* [TASK TO COMPLETE]: The records below hold a stretch from the line with "One marker per instance, written like [(296, 341)]." through the line with "One marker per instance, written like [(84, 119)]."; return exactly those lines, ends included, and nothing more.

[Entries taken from a collection]
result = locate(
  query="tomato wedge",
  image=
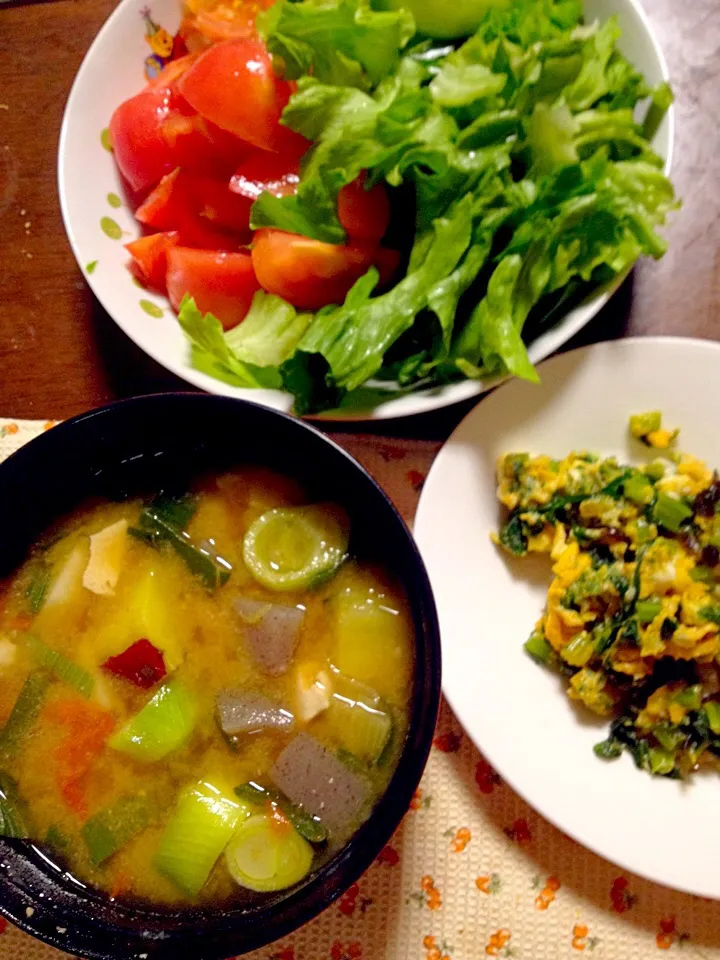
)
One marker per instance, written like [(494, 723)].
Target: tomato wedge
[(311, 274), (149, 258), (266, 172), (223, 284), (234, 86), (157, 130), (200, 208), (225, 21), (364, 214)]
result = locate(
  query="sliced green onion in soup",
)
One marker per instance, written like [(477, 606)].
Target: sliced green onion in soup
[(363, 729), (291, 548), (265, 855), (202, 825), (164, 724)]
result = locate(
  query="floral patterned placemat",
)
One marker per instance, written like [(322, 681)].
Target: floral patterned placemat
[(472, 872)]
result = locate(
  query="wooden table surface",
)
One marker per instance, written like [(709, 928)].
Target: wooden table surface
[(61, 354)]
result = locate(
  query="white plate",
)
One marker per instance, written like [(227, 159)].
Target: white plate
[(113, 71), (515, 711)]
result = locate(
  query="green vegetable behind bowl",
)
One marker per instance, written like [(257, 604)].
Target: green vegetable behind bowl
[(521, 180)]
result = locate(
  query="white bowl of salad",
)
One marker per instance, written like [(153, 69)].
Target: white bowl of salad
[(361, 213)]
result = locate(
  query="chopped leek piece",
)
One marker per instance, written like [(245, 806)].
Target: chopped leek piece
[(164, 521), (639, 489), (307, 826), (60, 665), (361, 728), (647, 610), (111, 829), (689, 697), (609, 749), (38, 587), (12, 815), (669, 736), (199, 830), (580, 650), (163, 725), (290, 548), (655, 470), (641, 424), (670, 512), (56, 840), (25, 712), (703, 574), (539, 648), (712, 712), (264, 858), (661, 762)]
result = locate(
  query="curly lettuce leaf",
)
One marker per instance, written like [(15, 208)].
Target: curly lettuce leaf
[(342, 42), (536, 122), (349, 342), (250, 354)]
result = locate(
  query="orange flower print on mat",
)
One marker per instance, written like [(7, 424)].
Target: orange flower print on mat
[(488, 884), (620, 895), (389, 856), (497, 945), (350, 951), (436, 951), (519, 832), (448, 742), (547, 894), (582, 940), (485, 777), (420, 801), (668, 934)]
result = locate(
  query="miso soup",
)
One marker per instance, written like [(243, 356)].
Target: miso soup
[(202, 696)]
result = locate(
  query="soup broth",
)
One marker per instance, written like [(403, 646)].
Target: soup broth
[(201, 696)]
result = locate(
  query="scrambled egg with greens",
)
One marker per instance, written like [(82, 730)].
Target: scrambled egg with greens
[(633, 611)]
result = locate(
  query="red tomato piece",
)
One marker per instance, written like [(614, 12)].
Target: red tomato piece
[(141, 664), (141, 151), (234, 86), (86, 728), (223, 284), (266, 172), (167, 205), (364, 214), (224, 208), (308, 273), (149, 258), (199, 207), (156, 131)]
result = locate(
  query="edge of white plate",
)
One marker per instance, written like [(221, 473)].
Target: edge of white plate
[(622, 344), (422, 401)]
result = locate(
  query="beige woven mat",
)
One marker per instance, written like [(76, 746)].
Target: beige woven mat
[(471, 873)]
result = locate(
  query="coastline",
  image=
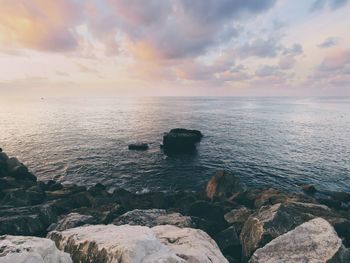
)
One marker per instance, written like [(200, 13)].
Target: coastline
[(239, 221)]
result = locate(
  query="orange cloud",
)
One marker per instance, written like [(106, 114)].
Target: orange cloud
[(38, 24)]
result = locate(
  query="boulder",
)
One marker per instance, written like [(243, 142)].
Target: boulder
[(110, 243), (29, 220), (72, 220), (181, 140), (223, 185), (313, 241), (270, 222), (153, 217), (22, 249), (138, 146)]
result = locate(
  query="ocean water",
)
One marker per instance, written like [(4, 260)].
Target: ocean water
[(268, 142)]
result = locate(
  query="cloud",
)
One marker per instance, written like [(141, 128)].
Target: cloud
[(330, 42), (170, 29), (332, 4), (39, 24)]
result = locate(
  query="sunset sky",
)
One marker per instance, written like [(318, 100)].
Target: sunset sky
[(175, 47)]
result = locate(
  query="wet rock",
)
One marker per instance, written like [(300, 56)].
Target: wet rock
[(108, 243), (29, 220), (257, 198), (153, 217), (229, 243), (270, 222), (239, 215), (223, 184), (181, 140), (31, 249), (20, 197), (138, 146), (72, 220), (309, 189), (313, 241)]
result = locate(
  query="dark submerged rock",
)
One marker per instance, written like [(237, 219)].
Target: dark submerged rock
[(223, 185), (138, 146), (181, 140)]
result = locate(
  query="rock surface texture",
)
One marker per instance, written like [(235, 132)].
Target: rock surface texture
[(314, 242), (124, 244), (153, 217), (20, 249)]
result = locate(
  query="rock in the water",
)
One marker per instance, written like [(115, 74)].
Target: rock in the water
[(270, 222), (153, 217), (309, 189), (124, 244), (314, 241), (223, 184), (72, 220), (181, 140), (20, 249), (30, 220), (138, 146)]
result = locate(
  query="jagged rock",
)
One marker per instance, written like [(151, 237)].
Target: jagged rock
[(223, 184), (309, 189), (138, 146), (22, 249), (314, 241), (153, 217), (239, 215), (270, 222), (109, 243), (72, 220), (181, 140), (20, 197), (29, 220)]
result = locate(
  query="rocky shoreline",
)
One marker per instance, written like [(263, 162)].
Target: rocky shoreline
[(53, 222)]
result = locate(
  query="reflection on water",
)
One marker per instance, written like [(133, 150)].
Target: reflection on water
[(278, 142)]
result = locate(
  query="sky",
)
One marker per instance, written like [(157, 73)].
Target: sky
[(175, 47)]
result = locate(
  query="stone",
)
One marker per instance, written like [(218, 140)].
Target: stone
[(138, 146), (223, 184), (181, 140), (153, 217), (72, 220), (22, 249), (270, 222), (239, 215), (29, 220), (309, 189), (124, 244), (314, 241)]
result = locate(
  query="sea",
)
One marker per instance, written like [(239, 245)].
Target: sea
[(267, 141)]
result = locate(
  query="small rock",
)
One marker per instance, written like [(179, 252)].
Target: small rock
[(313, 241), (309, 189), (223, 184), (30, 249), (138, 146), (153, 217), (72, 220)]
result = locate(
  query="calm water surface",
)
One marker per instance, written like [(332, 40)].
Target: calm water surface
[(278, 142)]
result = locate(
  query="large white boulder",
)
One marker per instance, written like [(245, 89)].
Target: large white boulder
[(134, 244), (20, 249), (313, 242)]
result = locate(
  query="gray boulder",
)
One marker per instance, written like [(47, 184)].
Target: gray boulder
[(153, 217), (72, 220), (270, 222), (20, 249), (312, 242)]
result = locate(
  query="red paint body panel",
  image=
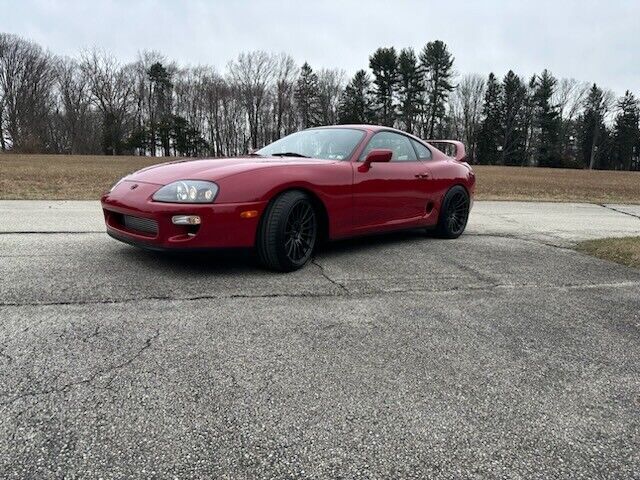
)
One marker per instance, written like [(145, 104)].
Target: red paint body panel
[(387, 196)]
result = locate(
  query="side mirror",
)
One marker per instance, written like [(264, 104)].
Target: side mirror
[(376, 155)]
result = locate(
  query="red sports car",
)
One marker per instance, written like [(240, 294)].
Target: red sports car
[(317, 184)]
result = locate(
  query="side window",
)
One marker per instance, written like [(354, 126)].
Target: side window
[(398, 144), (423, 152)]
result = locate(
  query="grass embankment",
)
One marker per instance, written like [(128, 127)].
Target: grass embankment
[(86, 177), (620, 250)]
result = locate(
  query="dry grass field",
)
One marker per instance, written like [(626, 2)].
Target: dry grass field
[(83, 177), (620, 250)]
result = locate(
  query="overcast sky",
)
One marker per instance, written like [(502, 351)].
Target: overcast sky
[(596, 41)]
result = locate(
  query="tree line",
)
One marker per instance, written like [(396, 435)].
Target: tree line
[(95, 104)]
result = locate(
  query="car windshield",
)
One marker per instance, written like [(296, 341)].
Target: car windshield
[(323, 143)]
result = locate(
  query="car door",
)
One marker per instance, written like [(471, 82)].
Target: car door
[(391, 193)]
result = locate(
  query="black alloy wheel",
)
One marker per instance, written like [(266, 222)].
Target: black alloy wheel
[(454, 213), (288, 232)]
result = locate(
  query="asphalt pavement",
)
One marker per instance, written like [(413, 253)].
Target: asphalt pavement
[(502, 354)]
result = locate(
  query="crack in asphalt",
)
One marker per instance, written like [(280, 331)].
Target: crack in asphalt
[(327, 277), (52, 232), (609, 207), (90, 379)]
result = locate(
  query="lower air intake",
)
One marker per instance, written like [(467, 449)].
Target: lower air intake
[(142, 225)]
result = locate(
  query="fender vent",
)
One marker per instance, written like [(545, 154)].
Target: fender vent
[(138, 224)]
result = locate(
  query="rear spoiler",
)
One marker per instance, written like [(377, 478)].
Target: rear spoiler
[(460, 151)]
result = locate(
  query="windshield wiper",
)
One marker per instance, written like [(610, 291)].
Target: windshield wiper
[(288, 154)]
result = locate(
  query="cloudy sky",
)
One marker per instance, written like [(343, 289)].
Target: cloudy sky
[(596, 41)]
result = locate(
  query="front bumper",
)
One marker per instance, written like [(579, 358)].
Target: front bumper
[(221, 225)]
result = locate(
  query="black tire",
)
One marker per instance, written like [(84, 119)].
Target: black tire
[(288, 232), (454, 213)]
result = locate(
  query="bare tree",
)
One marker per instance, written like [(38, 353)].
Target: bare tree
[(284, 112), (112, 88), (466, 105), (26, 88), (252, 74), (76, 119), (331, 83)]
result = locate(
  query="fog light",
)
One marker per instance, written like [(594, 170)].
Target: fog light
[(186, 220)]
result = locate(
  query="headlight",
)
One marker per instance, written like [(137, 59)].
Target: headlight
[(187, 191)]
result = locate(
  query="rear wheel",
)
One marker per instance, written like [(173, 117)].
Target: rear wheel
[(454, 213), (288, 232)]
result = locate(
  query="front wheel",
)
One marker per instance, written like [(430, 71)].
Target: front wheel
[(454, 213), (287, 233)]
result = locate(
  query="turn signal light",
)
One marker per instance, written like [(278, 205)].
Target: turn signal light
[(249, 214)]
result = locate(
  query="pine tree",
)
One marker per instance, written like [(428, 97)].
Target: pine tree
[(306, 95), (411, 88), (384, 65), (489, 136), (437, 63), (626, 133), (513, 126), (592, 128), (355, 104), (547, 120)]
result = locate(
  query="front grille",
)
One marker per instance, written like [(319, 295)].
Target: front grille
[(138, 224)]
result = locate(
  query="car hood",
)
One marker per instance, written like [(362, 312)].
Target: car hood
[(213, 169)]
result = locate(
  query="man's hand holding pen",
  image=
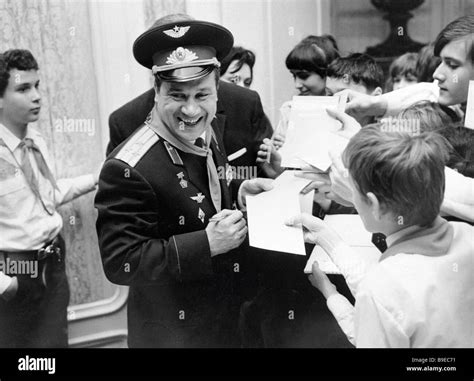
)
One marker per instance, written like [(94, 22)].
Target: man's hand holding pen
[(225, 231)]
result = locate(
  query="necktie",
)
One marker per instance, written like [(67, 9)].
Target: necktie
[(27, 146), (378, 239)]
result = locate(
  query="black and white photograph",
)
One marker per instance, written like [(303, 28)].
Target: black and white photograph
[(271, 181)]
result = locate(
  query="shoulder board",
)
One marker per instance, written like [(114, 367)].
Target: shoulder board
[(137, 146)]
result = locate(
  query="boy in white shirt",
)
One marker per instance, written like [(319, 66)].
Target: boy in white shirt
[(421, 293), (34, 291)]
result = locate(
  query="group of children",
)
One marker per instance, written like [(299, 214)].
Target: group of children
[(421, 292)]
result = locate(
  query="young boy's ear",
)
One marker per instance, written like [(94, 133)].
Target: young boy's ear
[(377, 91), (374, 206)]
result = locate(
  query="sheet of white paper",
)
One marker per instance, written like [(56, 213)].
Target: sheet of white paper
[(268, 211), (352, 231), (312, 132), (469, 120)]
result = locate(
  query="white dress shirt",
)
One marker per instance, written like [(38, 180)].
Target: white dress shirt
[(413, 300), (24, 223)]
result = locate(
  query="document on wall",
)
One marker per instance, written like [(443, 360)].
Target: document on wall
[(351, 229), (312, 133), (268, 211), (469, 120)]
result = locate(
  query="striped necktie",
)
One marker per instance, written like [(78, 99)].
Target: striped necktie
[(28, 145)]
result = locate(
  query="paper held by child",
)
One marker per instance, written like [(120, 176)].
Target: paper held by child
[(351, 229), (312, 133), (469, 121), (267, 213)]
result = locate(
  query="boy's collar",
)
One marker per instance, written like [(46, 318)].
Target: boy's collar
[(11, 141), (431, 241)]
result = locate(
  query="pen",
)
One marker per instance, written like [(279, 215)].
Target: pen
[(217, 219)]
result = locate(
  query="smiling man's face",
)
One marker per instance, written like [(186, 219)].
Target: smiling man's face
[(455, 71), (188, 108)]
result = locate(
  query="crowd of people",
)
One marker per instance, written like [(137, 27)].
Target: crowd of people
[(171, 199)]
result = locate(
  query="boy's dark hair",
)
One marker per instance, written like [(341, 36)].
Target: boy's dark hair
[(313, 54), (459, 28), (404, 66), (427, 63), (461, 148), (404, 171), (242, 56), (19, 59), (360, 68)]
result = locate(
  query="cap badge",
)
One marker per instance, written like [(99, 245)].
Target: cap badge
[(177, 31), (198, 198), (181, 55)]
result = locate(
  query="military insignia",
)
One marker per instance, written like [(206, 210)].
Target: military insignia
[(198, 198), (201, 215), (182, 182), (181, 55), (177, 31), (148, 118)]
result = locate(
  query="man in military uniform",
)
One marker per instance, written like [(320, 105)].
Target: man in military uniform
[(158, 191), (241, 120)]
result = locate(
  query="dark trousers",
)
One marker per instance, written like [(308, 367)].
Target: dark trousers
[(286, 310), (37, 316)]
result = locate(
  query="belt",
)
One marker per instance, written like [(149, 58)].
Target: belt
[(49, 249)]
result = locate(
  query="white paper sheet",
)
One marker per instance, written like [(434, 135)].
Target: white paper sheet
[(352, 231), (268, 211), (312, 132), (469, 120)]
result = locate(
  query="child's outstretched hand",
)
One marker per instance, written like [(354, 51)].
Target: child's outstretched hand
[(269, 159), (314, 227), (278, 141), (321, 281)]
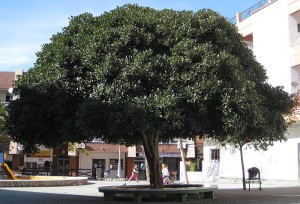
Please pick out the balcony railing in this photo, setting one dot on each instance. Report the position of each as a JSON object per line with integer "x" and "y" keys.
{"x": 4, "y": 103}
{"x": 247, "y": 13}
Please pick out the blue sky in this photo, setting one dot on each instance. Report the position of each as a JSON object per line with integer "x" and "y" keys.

* [SOLVED EXERCISE]:
One marker per instance, written like [(296, 341)].
Target: car windshield
[(323, 143)]
result = locate(
  query="car door",
)
One marker per instance, written like [(471, 82)].
Target: car door
[(391, 193)]
result = locate(
  query="black alloy wheel",
)
One marker per instance, written like [(266, 222)].
Target: black alloy wheel
[(454, 213), (288, 232)]
result = locate(
  query="asphalt pavement",
)
One marker per instance, written like [(413, 253)].
Target: asphalt pavement
[(502, 354)]
result = locate(
  query="crack in asphalt",
)
One marker per instance, written like [(280, 331)].
Target: crack in asphalt
[(327, 277), (52, 232), (609, 207), (90, 379)]
result = locate(
  query="lower air intake",
)
One marker per instance, written like [(467, 449)].
Target: lower air intake
[(142, 225)]
result = locate(
  query="fender vent",
)
One marker per instance, written like [(545, 154)].
Target: fender vent
[(138, 224)]
result = locate(
  query="rear spoiler",
)
One marker per instance, written like [(377, 478)].
Target: rear spoiler
[(460, 151)]
result = locate(
  query="windshield wiper",
)
One marker per instance, written like [(610, 291)].
Target: windshield wiper
[(288, 154)]
result = locate(
  query="cloudy sky",
)
One marker per instance, written like [(343, 289)].
Target: cloudy sky
[(596, 41)]
result = locate(
  query="front bumper",
)
One marker per instance, written like [(579, 358)].
Target: front bumper
[(221, 225)]
result = locate(
  query="black tire",
)
One marker per instance, written like [(84, 119)].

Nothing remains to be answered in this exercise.